**Задание A:**
Обновите фрагмент рецензии на фильмы фестиваля «Панорама» от слов «До 14 декабря» и вплоть до слов «где работают вхолостую.», заменив «Кинокритик» на «Обозреватель».

До 14 декабря в кинотеатре «Звезда» проходит фестиваль «Панорама». Кинокритик Михаил Захаров посмотрел три фильма из программы — «Пусть лето больше не настанет никогда» Александра Коберидзе, «Наживку» Марка Дженкина и «Ромком» Элизабет Сэнки, — рассказывает об их критических оптиках (постколониальной, антиджентрификационной, феминистской) и о том, где они выстреливают по-настоящему, а где работают вхолостую.
«Пусть лето больше не настанет никогда» Александра Коберидзе
Ни у одного персонажа этого предельно абстрактного фильма нет имени. Молодой человек из грузинской провинции приезжает в Тбилиси на постоянно откладывающиеся вступительные испытания в танцевальную труппу, по стечению обстоятельств попадает в мир нелегального бокса и гомосексуальной секс-работы и влюбляется в одного из своих клиентов, военного офицера. Каждое действие главного героя дублируется голосом рассказчицы, которая также пересказывает основную суть немногочисленных разговоров. Диалоговые субтитры отсутствуют, и зрителю, не говорящему по-грузински, ничего не остается, кроме как довериться рассказчице. А поскольку в фильме не показано ничего из того, о чем она говорит — молодой человек ни разу не танцует и не проявляет чувств на экране, — то из мелодрамы фильм превращается в размышление о надежности рассказчика, манипулятивном потенциале кино и невозможности адекватной репрезентации военного конфликта1.

Неизбежные сравнения с «А потом мы танцевали» Левана Акина, другой грузинской фестивальной новинкой о гомосексуальном танцоре, отметаются с первых же минут: это совершенно неспектакулярный фильм с монструозной (3,5 часа) продолжительностью, в котором нет танцев под Робин; он почти целиком снят на низкокачественную камеру телефона Sony Ericsson, которая размывает очертания предметов и создает одновременный эффект документального репортажа и гиперреалистического мультфильма. Фонари, уносящиеся вдаль в начале фильма, напоминают световые вспышки во время космического трипа в кубриковской «Одиссее». Тела смазываются в танце и бое, подтормаживают и проскальзывают, но сам кадр остается неподвижным благодаря специально сконструированному штативу. Процесс абстрагирования сюжета и изображения увенчивается бесстрастным, словно позаимствованным из фильмов Фароки голосом рассказчицы и годаровскими интертитрами (один из них даже содержит математическое уравнение, подсчитывающее, сколько денег молодой человек заработает, оказывая секс-услуги).

На цифровую камеру Alexa сняты лишь три эпизода, служащие перебивками между сюжетными главами: в каждом из них демонстрируется проекционная комната со слепящим лучом прожектора. Голос молодого рассказчика вновь и вновь возвращается к травме, трижды повторяя историю о лете 2008 года и с каждым рефреном сообщая все больше подробностей: началась российскоско-грузинская война, в выключенном холодильнике растаяло масло, к утру по дому распространился отвратительный запах — аллюзия надвигающейся войны. Вынося повествование о войне в проекционную, то есть на метауровень, Коберидзе демонстрирует интерес к работе кинематографического аппарата, характерный для Берлинской школы2. Если, согласно Хито Штейерль, poor image, то есть «плохая (или бедная) картинка», является аналогом люмпен-пролетариата от мира изображений, то в фильме Коберидзе она дает голос угнетенному народу: сайт-специфичный фильм полностью открывается только носителям грузинского, а Коберидзе осуществляет культурную деколонизацию, снимая на простейшее, намеренно примитивное оборудование и отказываясь переводить грузинскую речь.

**Материал для обработки:**

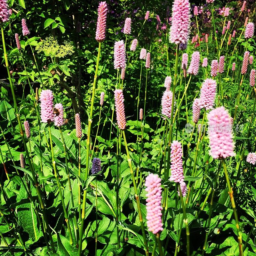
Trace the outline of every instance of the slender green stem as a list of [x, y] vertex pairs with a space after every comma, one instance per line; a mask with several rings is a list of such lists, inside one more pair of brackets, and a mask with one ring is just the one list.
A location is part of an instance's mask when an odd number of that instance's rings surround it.
[[57, 168], [56, 167], [56, 163], [55, 162], [54, 156], [54, 152], [53, 151], [53, 147], [52, 146], [52, 133], [51, 132], [51, 127], [50, 125], [48, 126], [48, 131], [49, 132], [49, 137], [50, 139], [50, 143], [51, 144], [51, 149], [52, 152], [52, 165], [53, 167], [53, 170], [54, 171], [54, 176], [56, 179], [56, 181], [57, 183], [57, 186], [59, 189], [59, 194], [60, 197], [60, 200], [61, 201], [63, 210], [64, 212], [64, 216], [65, 218], [65, 221], [67, 222], [67, 225], [68, 227], [68, 229], [69, 236], [69, 243], [70, 244], [73, 244], [73, 238], [72, 237], [72, 234], [71, 232], [71, 228], [68, 221], [68, 213], [66, 210], [66, 207], [65, 206], [65, 203], [64, 202], [64, 198], [63, 197], [63, 195], [62, 194], [61, 189], [60, 188], [60, 185], [59, 180], [59, 175], [58, 172]]

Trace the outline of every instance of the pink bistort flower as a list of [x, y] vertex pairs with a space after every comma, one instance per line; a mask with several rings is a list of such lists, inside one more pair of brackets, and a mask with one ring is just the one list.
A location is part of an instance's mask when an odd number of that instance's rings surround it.
[[42, 123], [54, 121], [53, 95], [51, 90], [43, 90], [40, 95], [41, 121]]
[[76, 122], [76, 137], [78, 138], [81, 138], [82, 137], [82, 126], [80, 115], [78, 113], [76, 114], [75, 120]]
[[145, 60], [147, 56], [147, 50], [144, 48], [141, 48], [140, 54], [140, 60]]
[[63, 106], [61, 103], [58, 103], [55, 105], [54, 108], [58, 110], [58, 113], [54, 118], [54, 125], [58, 127], [61, 126], [64, 123], [63, 118]]
[[205, 108], [206, 110], [212, 108], [216, 94], [216, 81], [207, 78], [203, 84], [200, 91], [199, 104], [201, 108]]
[[256, 164], [256, 153], [249, 153], [247, 155], [247, 157], [246, 158], [246, 161], [247, 163], [251, 164], [254, 165]]
[[206, 68], [208, 65], [208, 59], [207, 58], [204, 58], [202, 63], [202, 67], [203, 68]]
[[[162, 114], [171, 118], [172, 115], [172, 92], [165, 91], [163, 95], [162, 100]], [[164, 118], [164, 119], [165, 118]]]
[[191, 56], [191, 61], [188, 73], [196, 76], [198, 74], [200, 61], [200, 53], [199, 52], [194, 52]]
[[[106, 2], [100, 2], [98, 7], [98, 19], [95, 39], [98, 42], [104, 41], [106, 38], [106, 21], [108, 7]], [[81, 29], [80, 30], [81, 31]]]
[[125, 49], [123, 40], [115, 42], [114, 46], [114, 68], [125, 68], [126, 65]]
[[252, 38], [254, 35], [254, 23], [249, 22], [246, 25], [244, 32], [245, 38]]
[[138, 40], [136, 38], [135, 38], [132, 40], [132, 44], [131, 45], [130, 50], [133, 52], [135, 51], [136, 50], [137, 47], [137, 44], [138, 44]]
[[156, 174], [150, 173], [146, 178], [145, 191], [146, 195], [146, 209], [147, 220], [147, 225], [149, 231], [156, 234], [163, 231], [162, 213], [161, 206], [162, 199], [162, 188], [161, 179]]
[[195, 124], [197, 124], [199, 120], [200, 116], [200, 100], [199, 99], [196, 99], [193, 102], [192, 106], [193, 114], [193, 122]]
[[124, 34], [130, 34], [132, 33], [132, 19], [126, 18], [124, 21]]
[[166, 91], [170, 90], [171, 84], [172, 77], [171, 76], [166, 76], [164, 80], [164, 87], [166, 88]]
[[126, 120], [124, 112], [124, 100], [123, 91], [116, 89], [114, 92], [114, 93], [117, 126], [120, 130], [124, 130], [126, 127]]
[[171, 172], [170, 180], [181, 183], [184, 181], [182, 163], [182, 147], [180, 142], [174, 140], [171, 146]]
[[216, 76], [217, 75], [218, 66], [217, 60], [213, 60], [212, 61], [212, 65], [211, 66], [211, 75], [213, 77]]
[[190, 26], [190, 4], [188, 0], [174, 0], [169, 39], [176, 44], [187, 42]]
[[249, 52], [246, 51], [244, 54], [244, 59], [243, 60], [242, 67], [241, 68], [241, 73], [242, 75], [245, 75], [247, 72], [247, 68], [248, 67], [248, 62], [249, 61]]
[[31, 133], [30, 132], [30, 127], [29, 123], [28, 121], [25, 121], [24, 122], [24, 128], [25, 128], [25, 133], [26, 137], [28, 139], [31, 137]]
[[6, 0], [0, 0], [0, 22], [5, 22], [9, 19], [9, 10]]
[[250, 73], [250, 86], [254, 87], [255, 86], [255, 78], [256, 77], [256, 70], [252, 69]]
[[21, 49], [20, 46], [20, 39], [19, 38], [19, 35], [16, 33], [15, 34], [15, 40], [16, 41], [16, 45], [17, 46], [17, 48], [19, 50]]
[[215, 159], [235, 155], [230, 116], [224, 107], [217, 108], [208, 114], [210, 154]]
[[27, 26], [26, 20], [25, 19], [21, 20], [21, 26], [22, 26], [22, 33], [24, 36], [28, 36], [30, 34], [30, 32]]
[[218, 69], [219, 73], [220, 74], [224, 72], [224, 61], [225, 60], [225, 56], [221, 56], [220, 57], [220, 61], [219, 62]]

**Задание B:**
Выведите без изменений строки листинга от строки со словами «Trace the outline of every instance of the pink» и вплоть до строки со словами «54], [140, 60]]», включая обе.

**Решение задания A:**
До 14 декабря в кинотеатре «Звезда» проходит фестиваль «Панорама». Обозреватель Михаил Захаров посмотрел три фильма из программы — «Пусть лето больше не настанет никогда» Александра Коберидзе, «Наживку» Марка Дженкина и «Ромком» Элизабет Сэнки, — рассказывает об их критических оптиках (постколониальной, антиджентрификационной, феминистской) и о том, где они выстреливают по-настоящему, а где работают вхолостую.

**Решение задания B:**
Trace the outline of every instance of the pink bistort flower as a list of [x, y] vertex pairs with a space after every comma, one instance per line; a mask with several rings is a list of such lists, inside one more pair of brackets, and a mask with one ring is just the one list.
A location is part of an instance's mask when an odd number of that instance's rings surround it.
[[42, 123], [54, 121], [53, 95], [51, 90], [43, 90], [40, 95], [41, 121]]
[[76, 122], [76, 137], [78, 138], [81, 138], [82, 137], [82, 126], [80, 115], [78, 113], [76, 114], [75, 120]]
[[145, 60], [147, 56], [147, 50], [144, 48], [141, 48], [140, 54], [140, 60]]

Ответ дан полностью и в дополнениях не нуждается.